╔══

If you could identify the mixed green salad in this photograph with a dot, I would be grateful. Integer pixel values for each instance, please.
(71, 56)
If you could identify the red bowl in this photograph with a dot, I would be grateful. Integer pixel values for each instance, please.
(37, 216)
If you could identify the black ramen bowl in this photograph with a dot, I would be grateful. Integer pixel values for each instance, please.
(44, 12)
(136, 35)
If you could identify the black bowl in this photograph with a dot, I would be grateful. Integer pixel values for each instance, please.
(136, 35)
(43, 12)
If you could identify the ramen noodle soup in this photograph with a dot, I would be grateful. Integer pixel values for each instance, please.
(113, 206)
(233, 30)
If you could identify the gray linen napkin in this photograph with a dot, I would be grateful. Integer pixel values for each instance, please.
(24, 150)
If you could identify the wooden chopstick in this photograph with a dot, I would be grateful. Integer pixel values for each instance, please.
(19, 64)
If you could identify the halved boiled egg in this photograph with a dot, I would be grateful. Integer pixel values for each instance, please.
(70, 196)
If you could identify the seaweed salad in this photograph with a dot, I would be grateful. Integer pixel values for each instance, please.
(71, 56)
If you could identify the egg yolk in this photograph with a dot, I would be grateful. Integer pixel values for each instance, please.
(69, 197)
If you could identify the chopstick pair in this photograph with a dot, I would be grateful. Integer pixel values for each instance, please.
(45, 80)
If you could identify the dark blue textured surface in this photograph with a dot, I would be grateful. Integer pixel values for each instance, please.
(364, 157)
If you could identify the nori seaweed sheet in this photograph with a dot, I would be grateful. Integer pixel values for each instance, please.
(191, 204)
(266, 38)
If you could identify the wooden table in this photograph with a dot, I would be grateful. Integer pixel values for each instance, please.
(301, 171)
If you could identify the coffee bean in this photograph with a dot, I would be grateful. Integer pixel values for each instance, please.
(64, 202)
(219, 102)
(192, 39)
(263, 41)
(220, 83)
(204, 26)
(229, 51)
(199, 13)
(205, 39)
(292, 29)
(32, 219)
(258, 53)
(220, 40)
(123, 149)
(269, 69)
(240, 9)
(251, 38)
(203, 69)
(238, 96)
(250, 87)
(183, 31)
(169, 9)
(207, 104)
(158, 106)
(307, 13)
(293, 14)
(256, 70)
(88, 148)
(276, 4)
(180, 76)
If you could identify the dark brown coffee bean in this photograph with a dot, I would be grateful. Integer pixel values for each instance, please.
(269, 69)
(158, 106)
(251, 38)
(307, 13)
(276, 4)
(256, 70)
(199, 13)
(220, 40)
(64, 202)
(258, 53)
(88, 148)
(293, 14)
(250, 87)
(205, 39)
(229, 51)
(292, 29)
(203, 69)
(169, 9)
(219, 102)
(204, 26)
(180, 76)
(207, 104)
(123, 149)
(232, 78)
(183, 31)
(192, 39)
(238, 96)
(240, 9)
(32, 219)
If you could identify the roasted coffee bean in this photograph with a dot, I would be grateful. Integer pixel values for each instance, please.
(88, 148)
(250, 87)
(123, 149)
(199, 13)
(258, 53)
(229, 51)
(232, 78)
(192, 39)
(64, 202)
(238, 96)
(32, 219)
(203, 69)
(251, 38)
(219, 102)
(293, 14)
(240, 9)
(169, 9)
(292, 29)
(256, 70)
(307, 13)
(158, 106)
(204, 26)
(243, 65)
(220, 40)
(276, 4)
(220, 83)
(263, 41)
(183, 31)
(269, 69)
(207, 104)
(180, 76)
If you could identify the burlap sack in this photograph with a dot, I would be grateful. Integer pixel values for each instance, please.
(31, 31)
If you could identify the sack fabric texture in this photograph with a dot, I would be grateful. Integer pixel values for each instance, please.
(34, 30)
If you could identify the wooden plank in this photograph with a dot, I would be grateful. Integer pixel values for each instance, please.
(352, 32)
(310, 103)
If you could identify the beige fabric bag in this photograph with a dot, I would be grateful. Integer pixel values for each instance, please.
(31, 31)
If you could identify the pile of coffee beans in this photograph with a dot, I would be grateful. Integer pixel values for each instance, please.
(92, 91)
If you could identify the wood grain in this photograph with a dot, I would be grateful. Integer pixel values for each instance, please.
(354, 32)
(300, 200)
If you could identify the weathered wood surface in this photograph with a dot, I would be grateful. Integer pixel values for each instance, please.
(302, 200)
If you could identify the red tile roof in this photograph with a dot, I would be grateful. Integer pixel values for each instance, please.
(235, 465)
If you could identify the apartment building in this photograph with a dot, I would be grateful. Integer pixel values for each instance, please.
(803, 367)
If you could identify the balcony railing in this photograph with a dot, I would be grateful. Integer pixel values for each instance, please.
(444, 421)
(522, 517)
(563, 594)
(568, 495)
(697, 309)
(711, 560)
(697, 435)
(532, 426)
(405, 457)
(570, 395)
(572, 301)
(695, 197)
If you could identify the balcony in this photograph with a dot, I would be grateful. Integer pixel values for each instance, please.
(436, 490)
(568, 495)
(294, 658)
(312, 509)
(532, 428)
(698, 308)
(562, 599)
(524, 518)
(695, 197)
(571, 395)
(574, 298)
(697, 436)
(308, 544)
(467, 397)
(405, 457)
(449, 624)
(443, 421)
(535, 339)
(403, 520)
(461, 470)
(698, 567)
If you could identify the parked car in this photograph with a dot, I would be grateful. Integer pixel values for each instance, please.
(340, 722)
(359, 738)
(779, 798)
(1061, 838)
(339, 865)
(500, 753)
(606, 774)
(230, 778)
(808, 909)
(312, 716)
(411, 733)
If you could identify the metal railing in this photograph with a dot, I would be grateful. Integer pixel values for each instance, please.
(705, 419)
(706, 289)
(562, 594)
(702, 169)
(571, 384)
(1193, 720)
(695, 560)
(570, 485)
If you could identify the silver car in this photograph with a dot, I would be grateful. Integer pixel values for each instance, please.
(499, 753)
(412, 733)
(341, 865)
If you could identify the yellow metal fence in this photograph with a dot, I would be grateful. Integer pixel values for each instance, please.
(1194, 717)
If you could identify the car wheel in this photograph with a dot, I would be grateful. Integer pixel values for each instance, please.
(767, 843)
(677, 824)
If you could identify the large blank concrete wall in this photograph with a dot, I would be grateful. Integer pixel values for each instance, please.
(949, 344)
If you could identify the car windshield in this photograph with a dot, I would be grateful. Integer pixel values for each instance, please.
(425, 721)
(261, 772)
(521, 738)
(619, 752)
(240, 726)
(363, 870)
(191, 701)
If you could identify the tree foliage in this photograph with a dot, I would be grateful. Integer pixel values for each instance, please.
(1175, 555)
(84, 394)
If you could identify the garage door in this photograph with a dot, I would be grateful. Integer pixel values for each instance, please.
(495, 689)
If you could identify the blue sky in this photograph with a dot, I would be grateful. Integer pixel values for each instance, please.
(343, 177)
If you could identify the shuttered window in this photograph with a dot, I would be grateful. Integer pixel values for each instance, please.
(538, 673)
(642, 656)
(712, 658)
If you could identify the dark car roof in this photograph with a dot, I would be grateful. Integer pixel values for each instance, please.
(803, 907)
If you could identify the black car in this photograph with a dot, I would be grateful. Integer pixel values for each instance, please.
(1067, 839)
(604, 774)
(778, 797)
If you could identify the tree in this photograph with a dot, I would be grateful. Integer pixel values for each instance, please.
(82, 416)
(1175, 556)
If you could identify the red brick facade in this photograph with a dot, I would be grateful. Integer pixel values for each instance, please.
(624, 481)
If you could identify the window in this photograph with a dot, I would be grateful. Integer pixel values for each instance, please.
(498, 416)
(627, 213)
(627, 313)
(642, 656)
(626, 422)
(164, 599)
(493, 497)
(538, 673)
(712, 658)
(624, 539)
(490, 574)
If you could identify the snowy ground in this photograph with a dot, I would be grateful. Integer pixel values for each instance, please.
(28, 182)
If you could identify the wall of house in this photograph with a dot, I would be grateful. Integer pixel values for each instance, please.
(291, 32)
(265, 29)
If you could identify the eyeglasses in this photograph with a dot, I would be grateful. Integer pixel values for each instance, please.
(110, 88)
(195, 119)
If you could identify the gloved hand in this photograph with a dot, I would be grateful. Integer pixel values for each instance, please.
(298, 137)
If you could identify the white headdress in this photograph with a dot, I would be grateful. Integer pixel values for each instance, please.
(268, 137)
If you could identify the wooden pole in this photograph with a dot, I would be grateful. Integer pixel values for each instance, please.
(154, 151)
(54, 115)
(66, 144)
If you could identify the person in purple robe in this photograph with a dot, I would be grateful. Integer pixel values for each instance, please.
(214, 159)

╚══

DIRECTIONS:
Exactly the lines from the one containing "If you could identify the window" through the end of the listing above, inclusive, are to be written out, and no others.

OUTPUT BELOW:
If you could identify the window in this photograph with a dot, I would be grateful. Integer pixel values for each instance, please.
(498, 416)
(627, 213)
(627, 313)
(642, 656)
(626, 422)
(164, 599)
(493, 497)
(538, 673)
(712, 658)
(624, 539)
(490, 574)
If you could identify the snowy ground in this photograph with a dot, I would be grateful. Integer pixel values for each instance, please.
(28, 182)
If you could identify the wall of house in this photograph with a dot, I would be grateful. Integer pixel values for each instance, please.
(291, 32)
(265, 29)
If you could identify the eyeglasses in this photograph with a dot, I would be grateful. Integer pixel values for each instance, please.
(110, 88)
(195, 119)
If you could identify the gloved hand in this photograph with a dot, I would be grateful. Integer pixel values for each instance, please.
(298, 137)
If you could identify the white headdress in this photograph with a dot, I would be grateful. Integer pixel values for each instance, please.
(268, 137)
If you could identify the wooden pole in this photograph with a dot, I would be grateful. Integer pixel values for each instance, please.
(154, 151)
(54, 115)
(66, 144)
If you could identify the person in purple robe in this photograph with a dot, I would be grateful. Integer pixel values for each instance, please.
(214, 159)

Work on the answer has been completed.